### What the exercise asks
Write out only the tail of the records, beginning at the line containing "of the group" and including the last line, exactly as written.

(Records to process begins)

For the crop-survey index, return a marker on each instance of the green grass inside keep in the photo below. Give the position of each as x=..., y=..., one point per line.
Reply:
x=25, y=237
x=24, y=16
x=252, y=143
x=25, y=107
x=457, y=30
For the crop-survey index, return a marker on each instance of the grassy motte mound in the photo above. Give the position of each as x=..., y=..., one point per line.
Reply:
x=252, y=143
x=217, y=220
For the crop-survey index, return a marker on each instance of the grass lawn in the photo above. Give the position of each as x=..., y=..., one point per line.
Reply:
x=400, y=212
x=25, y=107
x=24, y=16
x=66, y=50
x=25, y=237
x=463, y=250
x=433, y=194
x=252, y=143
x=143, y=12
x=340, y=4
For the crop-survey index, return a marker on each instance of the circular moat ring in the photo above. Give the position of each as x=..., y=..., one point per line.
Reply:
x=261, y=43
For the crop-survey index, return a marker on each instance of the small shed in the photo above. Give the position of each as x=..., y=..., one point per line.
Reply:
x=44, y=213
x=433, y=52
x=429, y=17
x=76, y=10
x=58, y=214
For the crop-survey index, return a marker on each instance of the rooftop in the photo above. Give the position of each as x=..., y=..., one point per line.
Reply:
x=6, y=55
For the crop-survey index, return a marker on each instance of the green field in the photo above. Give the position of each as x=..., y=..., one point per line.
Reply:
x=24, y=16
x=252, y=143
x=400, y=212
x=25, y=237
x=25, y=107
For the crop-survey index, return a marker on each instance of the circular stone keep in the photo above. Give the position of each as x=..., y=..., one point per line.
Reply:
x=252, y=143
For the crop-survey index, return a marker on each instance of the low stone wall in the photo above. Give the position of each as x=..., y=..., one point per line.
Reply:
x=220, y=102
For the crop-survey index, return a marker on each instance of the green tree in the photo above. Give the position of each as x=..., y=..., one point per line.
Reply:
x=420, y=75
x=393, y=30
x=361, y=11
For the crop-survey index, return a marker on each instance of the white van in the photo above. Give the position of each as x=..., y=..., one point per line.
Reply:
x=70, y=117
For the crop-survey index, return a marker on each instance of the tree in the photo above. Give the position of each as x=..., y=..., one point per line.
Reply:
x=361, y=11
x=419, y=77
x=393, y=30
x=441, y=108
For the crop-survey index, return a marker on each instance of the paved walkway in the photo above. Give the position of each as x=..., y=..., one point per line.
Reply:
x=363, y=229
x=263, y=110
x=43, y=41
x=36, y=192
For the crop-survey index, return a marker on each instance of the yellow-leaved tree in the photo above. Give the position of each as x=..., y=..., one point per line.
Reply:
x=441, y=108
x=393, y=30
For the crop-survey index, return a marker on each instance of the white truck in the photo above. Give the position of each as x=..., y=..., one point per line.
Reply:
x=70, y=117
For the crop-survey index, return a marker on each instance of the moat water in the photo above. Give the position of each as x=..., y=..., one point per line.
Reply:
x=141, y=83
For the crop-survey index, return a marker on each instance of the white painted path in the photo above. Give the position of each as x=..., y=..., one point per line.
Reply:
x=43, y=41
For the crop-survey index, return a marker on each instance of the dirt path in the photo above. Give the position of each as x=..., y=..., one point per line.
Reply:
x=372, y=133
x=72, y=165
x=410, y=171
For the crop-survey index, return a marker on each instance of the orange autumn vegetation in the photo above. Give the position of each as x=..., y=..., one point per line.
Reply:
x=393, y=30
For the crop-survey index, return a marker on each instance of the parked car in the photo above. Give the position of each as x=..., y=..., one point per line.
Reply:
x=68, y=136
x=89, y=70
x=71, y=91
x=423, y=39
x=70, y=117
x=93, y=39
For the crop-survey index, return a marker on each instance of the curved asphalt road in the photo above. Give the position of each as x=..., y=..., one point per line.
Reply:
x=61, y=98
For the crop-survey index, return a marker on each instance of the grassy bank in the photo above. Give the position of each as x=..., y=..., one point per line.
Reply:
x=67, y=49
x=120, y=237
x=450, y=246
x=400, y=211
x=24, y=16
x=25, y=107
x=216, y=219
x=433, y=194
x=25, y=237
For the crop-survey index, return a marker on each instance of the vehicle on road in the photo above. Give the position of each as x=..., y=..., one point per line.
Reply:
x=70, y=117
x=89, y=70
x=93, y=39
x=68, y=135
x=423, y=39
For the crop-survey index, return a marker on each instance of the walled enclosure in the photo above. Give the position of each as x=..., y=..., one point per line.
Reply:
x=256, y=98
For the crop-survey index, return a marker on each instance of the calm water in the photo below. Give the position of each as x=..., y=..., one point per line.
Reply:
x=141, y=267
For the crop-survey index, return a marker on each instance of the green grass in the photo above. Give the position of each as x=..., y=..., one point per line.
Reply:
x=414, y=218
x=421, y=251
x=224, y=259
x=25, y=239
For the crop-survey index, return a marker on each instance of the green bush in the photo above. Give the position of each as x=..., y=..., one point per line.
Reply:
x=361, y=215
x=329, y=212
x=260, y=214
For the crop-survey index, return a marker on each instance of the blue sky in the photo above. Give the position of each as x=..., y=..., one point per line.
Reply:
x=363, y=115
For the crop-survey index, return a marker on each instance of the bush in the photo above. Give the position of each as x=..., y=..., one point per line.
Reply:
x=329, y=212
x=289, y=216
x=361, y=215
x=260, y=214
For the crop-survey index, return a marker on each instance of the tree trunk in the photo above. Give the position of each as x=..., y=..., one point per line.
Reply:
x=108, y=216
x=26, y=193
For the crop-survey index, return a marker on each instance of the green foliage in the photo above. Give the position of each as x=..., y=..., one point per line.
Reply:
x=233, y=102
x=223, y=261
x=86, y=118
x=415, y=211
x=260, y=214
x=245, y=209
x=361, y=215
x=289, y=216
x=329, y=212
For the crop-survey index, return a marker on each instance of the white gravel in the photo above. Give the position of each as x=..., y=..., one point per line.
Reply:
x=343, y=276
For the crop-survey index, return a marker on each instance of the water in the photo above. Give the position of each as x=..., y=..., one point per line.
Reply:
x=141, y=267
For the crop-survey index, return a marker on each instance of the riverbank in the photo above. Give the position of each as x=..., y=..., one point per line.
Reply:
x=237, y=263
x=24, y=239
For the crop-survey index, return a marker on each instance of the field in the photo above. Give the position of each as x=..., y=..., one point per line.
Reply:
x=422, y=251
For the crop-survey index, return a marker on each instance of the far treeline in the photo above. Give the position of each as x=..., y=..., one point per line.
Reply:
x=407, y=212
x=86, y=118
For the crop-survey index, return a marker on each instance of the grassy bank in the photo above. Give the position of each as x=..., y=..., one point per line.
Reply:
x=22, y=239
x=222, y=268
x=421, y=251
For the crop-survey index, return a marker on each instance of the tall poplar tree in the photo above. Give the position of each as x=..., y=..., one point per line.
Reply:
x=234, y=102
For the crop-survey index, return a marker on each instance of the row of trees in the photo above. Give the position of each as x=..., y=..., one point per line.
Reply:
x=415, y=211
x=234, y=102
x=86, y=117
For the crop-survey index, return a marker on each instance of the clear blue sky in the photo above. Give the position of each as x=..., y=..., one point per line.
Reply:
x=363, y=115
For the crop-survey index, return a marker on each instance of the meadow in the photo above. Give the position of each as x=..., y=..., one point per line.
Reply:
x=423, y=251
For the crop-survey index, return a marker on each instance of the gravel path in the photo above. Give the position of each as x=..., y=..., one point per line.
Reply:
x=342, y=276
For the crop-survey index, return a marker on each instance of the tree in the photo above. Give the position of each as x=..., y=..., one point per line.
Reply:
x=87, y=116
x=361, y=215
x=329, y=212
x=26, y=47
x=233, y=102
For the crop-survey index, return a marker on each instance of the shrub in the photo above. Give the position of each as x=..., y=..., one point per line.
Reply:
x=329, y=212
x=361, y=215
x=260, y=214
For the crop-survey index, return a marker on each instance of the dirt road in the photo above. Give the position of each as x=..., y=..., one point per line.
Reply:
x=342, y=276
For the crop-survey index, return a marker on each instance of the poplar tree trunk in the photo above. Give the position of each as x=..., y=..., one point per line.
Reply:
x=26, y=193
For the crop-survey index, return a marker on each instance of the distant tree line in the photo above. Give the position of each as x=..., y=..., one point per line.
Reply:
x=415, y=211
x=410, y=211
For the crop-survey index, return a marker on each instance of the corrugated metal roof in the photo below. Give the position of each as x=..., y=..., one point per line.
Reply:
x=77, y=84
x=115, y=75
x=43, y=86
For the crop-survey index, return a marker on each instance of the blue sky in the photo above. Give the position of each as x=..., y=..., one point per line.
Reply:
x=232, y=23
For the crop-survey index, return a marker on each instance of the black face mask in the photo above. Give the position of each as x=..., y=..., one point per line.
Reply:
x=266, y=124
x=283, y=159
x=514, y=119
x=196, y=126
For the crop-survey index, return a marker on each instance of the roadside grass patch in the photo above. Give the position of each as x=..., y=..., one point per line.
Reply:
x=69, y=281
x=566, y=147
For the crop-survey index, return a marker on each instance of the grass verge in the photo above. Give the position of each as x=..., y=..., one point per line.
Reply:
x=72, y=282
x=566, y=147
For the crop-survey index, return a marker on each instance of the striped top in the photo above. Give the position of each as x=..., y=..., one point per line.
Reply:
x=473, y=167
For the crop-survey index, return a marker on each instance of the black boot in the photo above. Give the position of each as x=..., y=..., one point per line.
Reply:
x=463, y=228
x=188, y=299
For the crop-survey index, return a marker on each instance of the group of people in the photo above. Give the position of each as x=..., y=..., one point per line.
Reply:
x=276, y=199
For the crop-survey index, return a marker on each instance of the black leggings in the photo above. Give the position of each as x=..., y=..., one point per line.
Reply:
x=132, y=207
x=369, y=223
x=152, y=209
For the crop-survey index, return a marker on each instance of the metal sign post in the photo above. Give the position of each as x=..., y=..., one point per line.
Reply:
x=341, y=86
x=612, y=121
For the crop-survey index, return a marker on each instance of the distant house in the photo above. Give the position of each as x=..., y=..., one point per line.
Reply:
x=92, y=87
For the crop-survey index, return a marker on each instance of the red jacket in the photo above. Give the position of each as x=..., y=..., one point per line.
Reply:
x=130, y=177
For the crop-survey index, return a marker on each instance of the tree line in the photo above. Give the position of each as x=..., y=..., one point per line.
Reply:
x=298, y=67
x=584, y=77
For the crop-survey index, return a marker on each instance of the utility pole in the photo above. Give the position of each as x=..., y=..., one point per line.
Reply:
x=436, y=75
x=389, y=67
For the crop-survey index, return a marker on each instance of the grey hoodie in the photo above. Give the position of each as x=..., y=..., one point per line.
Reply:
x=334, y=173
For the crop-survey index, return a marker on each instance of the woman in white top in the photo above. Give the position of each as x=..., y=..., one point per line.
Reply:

(Records to process ends)

### The answer
For the crop-survey index, return a marker on each instance of the group of people in the photo above. Give the position of each as x=..., y=..., one point per line.
Reply:
x=276, y=199
For the crop-survey index, return a marker on each instance of the black leggings in the photo above. Give the position of each as x=..., y=..., one point per line.
Reply:
x=132, y=207
x=369, y=223
x=152, y=209
For the crop-survey index, return a marker on each instance of the metal sign post in the photo above. Give the position of each as x=..., y=..., one point per line.
Reply:
x=341, y=86
x=612, y=121
For the crop-survey index, return a marker on each instance of the distant house in the photo above. Give the position of each as x=..., y=..., one point per line.
Reply:
x=92, y=87
For the crop-survey index, return a marker on each instance of the red jacket in the photo above. Give the position of each as x=..., y=..., one point per line.
Reply:
x=130, y=177
For the crop-survey index, return a marker on each instance of the tree line in the photo above. Give the position of each as x=..., y=..., one point per line.
Reply:
x=298, y=67
x=584, y=77
For the crop-survey index, return a marker on each instance of the utility pole in the photo above. Give the position of each as x=..., y=..., one point per line.
Reply:
x=436, y=75
x=389, y=67
For the crop-survey index, return a marker on each instance of the grey hoodie in the photo above. Give the position of each as x=..., y=..., one point per line.
Reply:
x=334, y=173
For the crop-survey index, return a marker on each instance of the woman in white top in the photo above. Give the position of each as x=..., y=..., one point per line.
Reply:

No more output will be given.